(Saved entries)
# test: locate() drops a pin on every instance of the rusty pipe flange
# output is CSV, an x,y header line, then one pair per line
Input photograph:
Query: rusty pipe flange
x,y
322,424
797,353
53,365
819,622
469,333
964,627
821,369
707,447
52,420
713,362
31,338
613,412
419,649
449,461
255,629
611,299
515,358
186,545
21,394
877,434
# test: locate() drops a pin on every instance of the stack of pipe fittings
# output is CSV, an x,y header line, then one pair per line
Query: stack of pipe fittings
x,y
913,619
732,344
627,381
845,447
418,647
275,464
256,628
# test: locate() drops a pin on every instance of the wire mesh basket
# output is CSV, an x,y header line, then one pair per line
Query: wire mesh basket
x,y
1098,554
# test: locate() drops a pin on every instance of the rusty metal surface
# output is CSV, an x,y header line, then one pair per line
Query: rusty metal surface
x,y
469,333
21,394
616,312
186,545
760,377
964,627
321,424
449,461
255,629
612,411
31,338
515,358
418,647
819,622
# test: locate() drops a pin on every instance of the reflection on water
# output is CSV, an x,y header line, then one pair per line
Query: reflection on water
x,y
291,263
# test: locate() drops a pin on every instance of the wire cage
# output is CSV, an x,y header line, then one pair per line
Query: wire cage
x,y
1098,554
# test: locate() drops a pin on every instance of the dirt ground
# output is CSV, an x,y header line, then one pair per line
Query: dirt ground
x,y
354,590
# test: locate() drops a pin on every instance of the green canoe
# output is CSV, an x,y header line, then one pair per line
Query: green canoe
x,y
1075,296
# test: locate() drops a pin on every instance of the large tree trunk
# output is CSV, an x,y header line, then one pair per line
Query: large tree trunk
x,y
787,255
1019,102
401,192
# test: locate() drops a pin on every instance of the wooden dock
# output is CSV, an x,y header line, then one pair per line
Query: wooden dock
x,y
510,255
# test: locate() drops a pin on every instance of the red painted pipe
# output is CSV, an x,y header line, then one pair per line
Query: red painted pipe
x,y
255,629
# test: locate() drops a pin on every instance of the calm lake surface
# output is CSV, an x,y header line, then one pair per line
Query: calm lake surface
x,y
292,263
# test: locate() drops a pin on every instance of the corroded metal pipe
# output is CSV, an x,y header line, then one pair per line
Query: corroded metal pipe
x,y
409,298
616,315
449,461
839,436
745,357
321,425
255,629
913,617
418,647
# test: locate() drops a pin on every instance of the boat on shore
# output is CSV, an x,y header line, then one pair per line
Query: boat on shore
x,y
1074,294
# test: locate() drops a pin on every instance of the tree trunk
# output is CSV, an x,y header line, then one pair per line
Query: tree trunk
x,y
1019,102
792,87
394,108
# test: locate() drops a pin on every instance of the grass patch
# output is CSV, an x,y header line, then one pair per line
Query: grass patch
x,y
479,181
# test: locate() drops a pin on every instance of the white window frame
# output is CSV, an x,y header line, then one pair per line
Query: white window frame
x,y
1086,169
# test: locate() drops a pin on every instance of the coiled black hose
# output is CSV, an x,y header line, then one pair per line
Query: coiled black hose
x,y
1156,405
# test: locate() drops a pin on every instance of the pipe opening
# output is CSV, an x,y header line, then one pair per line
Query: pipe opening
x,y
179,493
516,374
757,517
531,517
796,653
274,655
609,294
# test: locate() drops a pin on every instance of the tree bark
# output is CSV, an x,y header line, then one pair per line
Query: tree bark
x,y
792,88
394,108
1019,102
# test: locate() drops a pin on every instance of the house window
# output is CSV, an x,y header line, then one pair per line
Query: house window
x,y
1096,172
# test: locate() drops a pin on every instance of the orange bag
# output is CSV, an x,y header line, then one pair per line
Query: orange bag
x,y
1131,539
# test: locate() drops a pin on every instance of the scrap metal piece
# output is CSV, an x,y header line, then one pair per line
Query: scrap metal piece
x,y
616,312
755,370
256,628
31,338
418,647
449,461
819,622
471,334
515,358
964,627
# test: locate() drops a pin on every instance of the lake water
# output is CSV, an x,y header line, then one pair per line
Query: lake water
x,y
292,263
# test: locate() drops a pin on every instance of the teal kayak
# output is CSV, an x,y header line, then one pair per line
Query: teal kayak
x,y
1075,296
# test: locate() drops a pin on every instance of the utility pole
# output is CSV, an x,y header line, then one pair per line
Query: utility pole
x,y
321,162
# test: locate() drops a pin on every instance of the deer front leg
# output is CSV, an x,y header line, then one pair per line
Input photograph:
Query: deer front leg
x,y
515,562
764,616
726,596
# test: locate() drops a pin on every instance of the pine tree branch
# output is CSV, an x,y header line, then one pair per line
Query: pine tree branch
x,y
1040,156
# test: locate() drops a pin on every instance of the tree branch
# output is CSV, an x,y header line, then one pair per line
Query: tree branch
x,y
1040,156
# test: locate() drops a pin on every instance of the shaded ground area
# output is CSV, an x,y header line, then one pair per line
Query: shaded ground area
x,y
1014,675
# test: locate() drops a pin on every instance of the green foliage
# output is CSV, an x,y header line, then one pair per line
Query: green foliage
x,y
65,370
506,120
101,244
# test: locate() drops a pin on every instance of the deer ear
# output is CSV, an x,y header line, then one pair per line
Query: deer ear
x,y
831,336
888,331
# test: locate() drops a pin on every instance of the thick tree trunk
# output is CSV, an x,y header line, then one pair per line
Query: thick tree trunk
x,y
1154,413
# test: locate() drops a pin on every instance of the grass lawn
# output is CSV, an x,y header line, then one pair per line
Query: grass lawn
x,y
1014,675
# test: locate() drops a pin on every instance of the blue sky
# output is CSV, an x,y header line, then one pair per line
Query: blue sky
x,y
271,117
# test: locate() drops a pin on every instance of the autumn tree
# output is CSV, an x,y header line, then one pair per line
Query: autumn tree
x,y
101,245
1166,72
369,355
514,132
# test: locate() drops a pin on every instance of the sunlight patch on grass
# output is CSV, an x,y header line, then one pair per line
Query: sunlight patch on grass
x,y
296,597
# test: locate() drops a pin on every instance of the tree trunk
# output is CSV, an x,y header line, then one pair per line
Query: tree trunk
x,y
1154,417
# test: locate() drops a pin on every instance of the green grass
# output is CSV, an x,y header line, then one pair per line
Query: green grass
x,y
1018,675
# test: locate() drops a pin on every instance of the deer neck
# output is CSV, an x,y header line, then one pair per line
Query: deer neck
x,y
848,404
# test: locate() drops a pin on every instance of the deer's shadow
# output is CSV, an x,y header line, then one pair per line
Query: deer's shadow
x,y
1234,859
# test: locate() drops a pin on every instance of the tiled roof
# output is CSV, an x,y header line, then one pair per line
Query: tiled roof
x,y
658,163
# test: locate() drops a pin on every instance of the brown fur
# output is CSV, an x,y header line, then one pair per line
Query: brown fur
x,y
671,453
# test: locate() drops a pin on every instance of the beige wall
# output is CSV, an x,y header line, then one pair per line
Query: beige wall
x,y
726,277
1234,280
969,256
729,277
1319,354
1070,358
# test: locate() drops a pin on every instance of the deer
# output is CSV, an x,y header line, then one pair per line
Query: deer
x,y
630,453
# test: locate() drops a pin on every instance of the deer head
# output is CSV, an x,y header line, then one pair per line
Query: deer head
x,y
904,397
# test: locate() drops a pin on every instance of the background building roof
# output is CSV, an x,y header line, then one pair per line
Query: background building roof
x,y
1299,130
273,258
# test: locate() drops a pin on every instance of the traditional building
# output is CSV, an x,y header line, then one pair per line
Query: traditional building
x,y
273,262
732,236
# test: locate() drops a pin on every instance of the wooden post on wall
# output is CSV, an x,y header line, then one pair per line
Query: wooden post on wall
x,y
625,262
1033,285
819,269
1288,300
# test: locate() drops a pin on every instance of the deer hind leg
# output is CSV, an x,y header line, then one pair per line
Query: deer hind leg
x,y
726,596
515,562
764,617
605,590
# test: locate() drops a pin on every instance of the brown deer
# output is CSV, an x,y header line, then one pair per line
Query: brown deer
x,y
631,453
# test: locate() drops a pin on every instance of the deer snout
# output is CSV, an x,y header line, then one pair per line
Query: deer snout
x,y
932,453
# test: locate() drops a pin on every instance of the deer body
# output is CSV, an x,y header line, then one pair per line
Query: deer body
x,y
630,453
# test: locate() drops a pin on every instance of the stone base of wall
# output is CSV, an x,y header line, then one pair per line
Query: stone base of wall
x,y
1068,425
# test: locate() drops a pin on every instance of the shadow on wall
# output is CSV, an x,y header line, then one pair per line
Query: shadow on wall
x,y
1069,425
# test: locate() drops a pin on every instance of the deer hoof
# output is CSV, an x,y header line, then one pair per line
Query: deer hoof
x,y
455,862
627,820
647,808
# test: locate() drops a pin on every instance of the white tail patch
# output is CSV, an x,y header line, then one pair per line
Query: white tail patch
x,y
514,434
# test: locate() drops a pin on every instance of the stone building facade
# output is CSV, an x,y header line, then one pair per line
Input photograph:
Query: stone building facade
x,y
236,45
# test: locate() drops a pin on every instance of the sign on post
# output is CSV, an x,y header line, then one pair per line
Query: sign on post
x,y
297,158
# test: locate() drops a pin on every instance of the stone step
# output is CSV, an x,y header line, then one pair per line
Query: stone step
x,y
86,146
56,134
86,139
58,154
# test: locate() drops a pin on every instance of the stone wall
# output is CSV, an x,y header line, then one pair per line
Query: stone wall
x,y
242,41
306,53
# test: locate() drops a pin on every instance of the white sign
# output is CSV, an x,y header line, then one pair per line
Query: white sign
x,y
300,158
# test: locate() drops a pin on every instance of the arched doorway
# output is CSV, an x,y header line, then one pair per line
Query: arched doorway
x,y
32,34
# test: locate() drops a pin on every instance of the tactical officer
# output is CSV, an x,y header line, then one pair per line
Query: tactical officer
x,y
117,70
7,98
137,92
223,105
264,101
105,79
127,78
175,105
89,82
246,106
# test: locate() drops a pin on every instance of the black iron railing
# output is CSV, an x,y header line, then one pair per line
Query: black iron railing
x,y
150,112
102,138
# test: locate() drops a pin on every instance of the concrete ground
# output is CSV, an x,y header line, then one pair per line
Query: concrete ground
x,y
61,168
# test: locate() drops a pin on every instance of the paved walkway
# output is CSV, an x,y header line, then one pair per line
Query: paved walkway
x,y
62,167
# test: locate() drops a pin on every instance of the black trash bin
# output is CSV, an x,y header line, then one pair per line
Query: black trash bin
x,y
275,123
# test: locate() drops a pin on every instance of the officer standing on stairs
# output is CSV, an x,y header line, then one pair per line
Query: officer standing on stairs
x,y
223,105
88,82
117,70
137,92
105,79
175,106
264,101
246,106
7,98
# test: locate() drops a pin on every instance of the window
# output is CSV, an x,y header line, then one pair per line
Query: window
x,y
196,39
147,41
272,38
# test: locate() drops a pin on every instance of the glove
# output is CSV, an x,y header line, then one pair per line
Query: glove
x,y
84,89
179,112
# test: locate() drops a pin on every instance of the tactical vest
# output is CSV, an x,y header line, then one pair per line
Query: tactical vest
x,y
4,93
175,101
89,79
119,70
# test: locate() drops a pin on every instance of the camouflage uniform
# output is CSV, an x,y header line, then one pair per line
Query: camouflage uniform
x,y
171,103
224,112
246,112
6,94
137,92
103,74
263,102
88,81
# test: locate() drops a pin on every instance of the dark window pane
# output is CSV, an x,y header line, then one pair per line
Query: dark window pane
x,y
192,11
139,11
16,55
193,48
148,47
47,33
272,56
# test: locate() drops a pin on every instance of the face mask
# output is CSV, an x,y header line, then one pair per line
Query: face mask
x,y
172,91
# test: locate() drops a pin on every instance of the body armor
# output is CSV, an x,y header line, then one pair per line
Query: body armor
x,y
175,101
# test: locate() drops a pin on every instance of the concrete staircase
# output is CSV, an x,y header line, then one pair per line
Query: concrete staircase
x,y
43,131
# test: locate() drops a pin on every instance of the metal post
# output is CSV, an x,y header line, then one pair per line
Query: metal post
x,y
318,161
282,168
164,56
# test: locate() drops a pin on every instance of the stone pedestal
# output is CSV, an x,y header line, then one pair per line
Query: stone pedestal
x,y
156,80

◆ What this task involves: Your answer should be the lines above, from the line containing "the boat on shore" up to and including the line containing "the white window frame", reproduced exactly and with nothing else.

◆ Response:
# test: locate() drops a pin on every instance of the boat on shore
# output is CSV, an x,y header line, then one pair per line
Query: boat on shore
x,y
1074,294
# test: locate() drops a pin on every instance of the tree trunk
# output is CSV, an x,y header line, then one pair per line
Query: tree trunk
x,y
1019,102
792,87
394,108
# test: locate() drops a pin on every instance of the grass patch
# output is CSV, an x,y header line, then one pair per line
Query: grass patch
x,y
479,181
# test: locate() drops a pin on every instance of the white window frame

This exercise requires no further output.